Set of tasks:
- a) Can you copy, word for word, the part of the postbiotics article that begins at the words "In that absence, terms" and stops after "know, is history."?
- b) Could you carry on the article about the ISAPP definition of postbiotics, starting right after its last sentence?

And when they did, biotics insiders gave a glad cry.

“Finally,” says Jacqueline Rizo, digital engagement and communications specialist, Stratum Nutrition (Carthage, MO), “there’s some clarity regarding what postbiotics are and how they can positively impact human health.”

Thanks to that clarity, these “preparations of inanimate microorganisms and/or their components that confer a health benefit on the host”—per the ISAPP definition—can officially join probiotics and prebiotics in a class of, per Rizo’s definition, “premier nutritional ingredients that provide the next level of support for the beneficial microorganisms that populate our bodies.”

How We Got Here

Rizo’s kept her eye on postbiotics for some time, and in so doing she’s seen their popularity grow even absent a “consistent industry understanding of how to define them,” she says.

In that absence, terms like ghost probiotics, zombie probiotics, paraprobiotics, and—yes—postbiotics arose, hinting, Rizo says, at “some vague entity that encompassed probiotics’ benefits, but without the constraints of shelf or gastric survival.”

Over time, the postbiotic moniker rose to the top, and in 2019, ISAPP gathered its experts in nutrition, microbial physiology, gastroenterology, pediatrics, food science, and microbiology to consider, as the panel wrote, “the scientific, commercial, and regulatory parameters encompassing this emerging term,” and thus to hammer out “a unified consensus definition of a postbiotic.”

And the rest, we now know, is history.

Clarity or Contention?

But that history bodes well for postbiotics’ future.

As Justin Green, PhD, director of scientific affairs, health technologies business, Cargill (Ankeny, IA), says, “Having an internationally recognized definition is an important step for the postbiotic category, especially as these emerging ingredients gain mainstream recognition.”

But not everyone in the biotics space is eager to recognize the definition.

Linda May-Zhang, PhD, research, science, and innovation officer, Blue California (Rancho Santa Margarita, CA), is among them. She argues that by limiting the postbiotic category to nonliving cells and cellular components that confer health benefits on the host, the ISAPP definition eschews earlier, less-formalized definitions that focused on “well-defined” metabolic byproducts of living gut bacteria—“often without bacterial cells in the composition,” she adds. It also ignoring the “large body of published studies” that regarded postbiotics those very metabolic byproducts.

Pointing out that parabiotics has long been the common term for the inactivated, nonviable, or dead cells that ISAPP now calls postbiotics, May-Zhang believes that to include these in a definition that simultaneously excludes microbial metabolites both causes “great confusion and disagreement within the scientific community” and “shifts the focus” of postbiotic innovation away from purified microbial metabolites toward “assessing the benefits of inanimate or nonviable cells.”

Setting the Stage

So those are the critiques. Even so, May-Zhang concedes that “whether one believes that postbiotic includes or excludes nonliving cells or microbial metabolites, the current ISAPP definition has certainly spurred attention to and engagement in this emerging category of biotics.”

And that, everyone can agree with. For example, Marta Tortajada Serra, vice president, science and technology, health and wellness, ADM (Chicago), believes that the definition has given product developers a standard for formulation and brands “the confidence to expand their portfolio of microbiome-supporting products.”

Source data:
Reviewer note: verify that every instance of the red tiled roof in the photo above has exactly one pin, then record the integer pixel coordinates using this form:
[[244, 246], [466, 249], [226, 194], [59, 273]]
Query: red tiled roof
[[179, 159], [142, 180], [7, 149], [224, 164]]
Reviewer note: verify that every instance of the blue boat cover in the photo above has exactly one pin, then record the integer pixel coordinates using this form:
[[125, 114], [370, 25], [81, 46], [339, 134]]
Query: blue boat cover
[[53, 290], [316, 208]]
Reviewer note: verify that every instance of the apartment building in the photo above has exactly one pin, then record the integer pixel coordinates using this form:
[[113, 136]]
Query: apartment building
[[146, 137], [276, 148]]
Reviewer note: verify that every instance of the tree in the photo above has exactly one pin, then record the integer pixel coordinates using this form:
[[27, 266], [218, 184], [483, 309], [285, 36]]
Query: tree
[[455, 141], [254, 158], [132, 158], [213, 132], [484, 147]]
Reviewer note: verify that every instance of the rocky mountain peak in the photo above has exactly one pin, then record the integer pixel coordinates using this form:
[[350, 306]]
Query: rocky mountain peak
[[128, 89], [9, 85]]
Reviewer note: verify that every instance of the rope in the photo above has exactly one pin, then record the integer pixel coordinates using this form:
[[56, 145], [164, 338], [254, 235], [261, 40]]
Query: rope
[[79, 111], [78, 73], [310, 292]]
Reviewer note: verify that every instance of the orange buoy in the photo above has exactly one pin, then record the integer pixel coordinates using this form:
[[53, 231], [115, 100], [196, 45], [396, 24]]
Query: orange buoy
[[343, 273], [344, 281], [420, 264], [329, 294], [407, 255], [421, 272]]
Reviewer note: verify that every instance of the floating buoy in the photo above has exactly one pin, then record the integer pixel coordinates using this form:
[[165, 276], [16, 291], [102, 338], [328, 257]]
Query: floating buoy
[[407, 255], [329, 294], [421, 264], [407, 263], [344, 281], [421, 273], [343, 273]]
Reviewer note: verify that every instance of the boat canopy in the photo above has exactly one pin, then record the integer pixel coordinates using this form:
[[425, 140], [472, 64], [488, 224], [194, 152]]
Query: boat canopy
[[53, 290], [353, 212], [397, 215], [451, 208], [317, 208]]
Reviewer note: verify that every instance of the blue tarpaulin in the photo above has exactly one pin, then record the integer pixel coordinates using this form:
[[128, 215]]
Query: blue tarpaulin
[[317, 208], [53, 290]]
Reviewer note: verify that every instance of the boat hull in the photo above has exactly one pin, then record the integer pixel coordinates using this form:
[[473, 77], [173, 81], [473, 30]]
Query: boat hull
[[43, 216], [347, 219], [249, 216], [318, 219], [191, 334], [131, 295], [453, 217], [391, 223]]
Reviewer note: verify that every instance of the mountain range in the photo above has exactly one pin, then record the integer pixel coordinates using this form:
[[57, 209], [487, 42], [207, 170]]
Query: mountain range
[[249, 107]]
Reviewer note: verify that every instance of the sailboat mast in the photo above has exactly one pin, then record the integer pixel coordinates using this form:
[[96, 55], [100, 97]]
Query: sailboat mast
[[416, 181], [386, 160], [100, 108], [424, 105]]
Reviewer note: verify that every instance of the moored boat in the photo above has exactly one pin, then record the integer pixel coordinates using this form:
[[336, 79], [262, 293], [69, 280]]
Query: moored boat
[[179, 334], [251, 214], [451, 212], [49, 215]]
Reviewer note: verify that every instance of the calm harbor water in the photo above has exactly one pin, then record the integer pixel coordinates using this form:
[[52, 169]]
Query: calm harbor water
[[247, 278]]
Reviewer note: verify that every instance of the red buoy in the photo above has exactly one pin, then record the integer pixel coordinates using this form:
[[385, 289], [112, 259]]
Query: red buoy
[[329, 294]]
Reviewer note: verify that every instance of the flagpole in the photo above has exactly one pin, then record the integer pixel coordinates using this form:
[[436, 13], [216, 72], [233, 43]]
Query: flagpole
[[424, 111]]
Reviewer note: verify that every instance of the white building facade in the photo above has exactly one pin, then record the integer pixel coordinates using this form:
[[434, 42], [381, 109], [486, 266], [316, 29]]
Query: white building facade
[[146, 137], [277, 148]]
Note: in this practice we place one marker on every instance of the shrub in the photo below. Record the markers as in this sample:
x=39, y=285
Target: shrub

Responses per task:
- a)
In that absence, terms like ghost probiotics, zombie probiotics, paraprobiotics, and—yes—postbiotics arose, hinting, Rizo says, at “some vague entity that encompassed probiotics’ benefits, but without the constraints of shelf or gastric survival.”

Over time, the postbiotic moniker rose to the top, and in 2019, ISAPP gathered its experts in nutrition, microbial physiology, gastroenterology, pediatrics, food science, and microbiology to consider, as the panel wrote, “the scientific, commercial, and regulatory parameters encompassing this emerging term,” and thus to hammer out “a unified consensus definition of a postbiotic.”

And the rest, we now know, is history.

- b)
For consumers, she continues, the definition helps set reasonable expectations around product benefits “through more clearly defined information sharing,” while for regulators, she hopes it will “lead to additional clarity for guidelines as new solutions are developed in this space.”

Consumers Cluing In

Such guidelines couldn’t come soon enough, either, as interest in postbiotics “is at an all-time high,” Green observes, despite it being “a nascent category.”

Innova Market Insights has counted more than 75 postbiotic-related supplement, food, and beverage launches since 2019, with an additional 10 appearing in the pet food category. Meanwhile, Google searches for postbiotics have increased “exponentially,” Green says, with Lumina Intelligence tracking a rise of 1,300% in the last two years alone. “All of this suggests that consumers are actively seeking new health solutions, and that the momentum around postbiotics continues to increase,” Green concludes.

David Tetzlaf, marketing director at Blue California, agrees, adding that the Lumina findings “put the keyword postbiotic at a similar rank with more established search categories like cardiovascular health and immunity.”

Science Behind the Sensation

Which is actually a fitting parallel, given the relationship that postbiotics—like their pre- and probiotic counterparts—have to gut health and, by extension, to immunity.

“Postbiotics provide an entirely new arena for supporting the health of our own microbiome,” Rizo explains. “Most are marketed for digestive support, but that can be intertwined with immune support, since our intestinal microbiota play such critical roles in immune function.”

The science bears her out. For example, Rizo says that Stratum Nutrition’s LBiome postbiotic—which she describes as the heat-treated cellular biomass and fermentate of the human-derived bacterial species Limosilactobacillus fermentum and Lactobacillus delbrueckii ssp. Delbrueckii—has an “impressive research portfolio” demonstrating its digestive benefits in adults and children, with animal and in vitro studies elucidating a plausible mechanism for its action.

A recently published in vitro study2 used an ex vivo fecal fermentation model of the human gut to study the postbiotic’s effects on microbiota composition and function, with results showing an increase in the absolute abundance of Bifidobacterium species as well as smaller increases in the populations of other beneficial species.

“This influence on the composition of gut bacteria toward more favorable species such as Bifidobacteria reveals another positive attribute of postbiotics like LBiome,” Rizo notes.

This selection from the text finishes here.